**Given request:** Could you rescale the items from the line with "the white flower." up to and including the line with "[(209, 235), (212, 238)]" by writing out every one of those lines again, with each answer coordinate multiplied by 0.85 and rounded to a whole number (halves round up)? Keep the request lines and their format samples unchanged.

[Pointing records]
□ □ □

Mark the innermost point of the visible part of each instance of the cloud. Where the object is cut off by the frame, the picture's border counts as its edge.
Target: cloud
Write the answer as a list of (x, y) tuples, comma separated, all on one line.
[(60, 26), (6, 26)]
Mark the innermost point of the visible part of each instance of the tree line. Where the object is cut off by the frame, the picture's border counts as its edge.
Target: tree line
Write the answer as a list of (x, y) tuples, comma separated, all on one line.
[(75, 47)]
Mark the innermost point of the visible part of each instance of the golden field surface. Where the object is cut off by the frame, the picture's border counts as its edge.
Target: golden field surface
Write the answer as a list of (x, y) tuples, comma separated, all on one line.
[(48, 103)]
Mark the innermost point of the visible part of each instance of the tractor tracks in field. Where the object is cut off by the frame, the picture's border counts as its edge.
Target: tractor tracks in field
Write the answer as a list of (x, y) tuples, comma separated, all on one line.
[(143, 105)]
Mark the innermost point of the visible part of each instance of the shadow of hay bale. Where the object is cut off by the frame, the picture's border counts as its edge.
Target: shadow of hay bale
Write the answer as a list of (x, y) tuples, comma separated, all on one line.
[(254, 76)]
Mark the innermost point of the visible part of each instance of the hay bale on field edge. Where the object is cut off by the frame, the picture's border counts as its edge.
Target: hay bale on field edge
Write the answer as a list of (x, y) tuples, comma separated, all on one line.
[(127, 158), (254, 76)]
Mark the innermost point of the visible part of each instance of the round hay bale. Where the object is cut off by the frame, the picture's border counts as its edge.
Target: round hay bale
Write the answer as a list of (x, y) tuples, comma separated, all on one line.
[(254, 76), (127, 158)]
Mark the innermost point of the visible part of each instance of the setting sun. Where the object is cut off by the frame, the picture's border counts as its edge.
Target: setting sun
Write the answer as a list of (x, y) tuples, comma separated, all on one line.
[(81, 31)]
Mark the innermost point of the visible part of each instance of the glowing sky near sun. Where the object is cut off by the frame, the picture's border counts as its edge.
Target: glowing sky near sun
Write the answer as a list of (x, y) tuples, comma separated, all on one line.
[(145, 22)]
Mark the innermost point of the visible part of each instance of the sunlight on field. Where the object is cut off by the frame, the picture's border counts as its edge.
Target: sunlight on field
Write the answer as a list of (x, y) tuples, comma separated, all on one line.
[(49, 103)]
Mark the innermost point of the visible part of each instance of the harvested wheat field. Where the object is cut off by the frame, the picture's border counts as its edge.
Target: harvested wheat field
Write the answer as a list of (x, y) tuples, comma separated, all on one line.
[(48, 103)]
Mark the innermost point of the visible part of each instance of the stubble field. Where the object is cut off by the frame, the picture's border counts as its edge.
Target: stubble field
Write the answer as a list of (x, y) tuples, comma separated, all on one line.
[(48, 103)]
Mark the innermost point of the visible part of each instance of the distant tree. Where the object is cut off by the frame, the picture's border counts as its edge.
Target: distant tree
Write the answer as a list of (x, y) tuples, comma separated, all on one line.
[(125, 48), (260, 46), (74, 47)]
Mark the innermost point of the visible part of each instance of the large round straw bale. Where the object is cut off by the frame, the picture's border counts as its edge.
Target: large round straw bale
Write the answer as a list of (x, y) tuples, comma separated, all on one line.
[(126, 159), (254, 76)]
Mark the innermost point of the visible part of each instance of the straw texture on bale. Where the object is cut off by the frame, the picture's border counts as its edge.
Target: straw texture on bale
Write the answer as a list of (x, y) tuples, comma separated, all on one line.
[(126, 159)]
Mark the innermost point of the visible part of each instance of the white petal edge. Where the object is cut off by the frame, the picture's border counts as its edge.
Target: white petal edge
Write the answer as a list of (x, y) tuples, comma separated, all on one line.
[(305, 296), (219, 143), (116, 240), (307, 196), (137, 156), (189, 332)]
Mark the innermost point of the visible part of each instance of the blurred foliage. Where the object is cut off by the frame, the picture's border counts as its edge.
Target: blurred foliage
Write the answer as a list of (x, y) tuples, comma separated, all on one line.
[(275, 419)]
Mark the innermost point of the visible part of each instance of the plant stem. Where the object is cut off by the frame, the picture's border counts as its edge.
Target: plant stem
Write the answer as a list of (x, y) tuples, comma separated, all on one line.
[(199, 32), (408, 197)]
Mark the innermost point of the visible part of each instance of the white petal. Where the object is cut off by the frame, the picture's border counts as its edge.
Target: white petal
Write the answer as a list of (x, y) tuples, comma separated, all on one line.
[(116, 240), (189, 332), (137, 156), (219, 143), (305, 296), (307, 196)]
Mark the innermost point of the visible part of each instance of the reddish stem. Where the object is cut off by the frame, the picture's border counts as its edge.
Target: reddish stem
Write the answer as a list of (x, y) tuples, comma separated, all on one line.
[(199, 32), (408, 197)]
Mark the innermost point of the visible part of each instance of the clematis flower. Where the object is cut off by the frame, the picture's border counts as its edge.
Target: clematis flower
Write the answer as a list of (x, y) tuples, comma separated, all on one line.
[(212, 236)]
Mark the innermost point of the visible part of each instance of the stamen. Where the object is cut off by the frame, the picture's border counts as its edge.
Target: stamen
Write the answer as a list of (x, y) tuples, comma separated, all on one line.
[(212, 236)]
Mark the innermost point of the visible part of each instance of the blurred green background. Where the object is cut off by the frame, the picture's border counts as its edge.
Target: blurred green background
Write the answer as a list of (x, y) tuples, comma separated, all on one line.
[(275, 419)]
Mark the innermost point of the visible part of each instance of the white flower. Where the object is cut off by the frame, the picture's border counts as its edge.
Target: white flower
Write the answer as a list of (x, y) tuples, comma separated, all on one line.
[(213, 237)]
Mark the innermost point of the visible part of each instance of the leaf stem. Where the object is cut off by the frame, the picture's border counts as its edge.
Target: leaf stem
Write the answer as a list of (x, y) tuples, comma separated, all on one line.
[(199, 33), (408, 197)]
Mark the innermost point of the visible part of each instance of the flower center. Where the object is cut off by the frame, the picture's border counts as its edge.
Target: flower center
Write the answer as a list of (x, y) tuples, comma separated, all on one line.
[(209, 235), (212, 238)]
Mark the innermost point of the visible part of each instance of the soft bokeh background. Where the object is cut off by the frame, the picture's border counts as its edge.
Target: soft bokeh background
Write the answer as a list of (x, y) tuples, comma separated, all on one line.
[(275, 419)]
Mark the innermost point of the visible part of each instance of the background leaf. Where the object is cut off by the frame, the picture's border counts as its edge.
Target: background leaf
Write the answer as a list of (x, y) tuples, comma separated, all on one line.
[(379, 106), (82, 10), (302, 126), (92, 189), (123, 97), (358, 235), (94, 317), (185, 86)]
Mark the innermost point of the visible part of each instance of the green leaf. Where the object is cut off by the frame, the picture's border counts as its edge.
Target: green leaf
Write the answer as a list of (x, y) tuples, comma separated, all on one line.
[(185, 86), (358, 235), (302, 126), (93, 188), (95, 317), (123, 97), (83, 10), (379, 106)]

□ □ □

**Solved problem:**
Mark the innermost point of the visible part of each instance of the white flower. Where the object is cut off by the frame, the picture's border counts as its edge.
Target: white flower
Write the answer as a list of (x, y) tuples, comma separated, all on one line.
[(181, 201)]
Mark the innermost point of the visible part of each instance of the leaf stem. Where the object is cut off by the frame, the picture's border counts as its edge.
Target: leaf stem
Write the answer as a list of (x, y) tuples, comma separated, all on one line.
[(169, 28), (347, 167)]
Mark the innermost point of the visible part of each instance of the flower center. Where the object is cut off by the frame, the picture's border counts as its edge.
Target: flower center
Write the answer as a list of (x, y) tuples, comma separated, all on one line.
[(178, 200), (180, 202)]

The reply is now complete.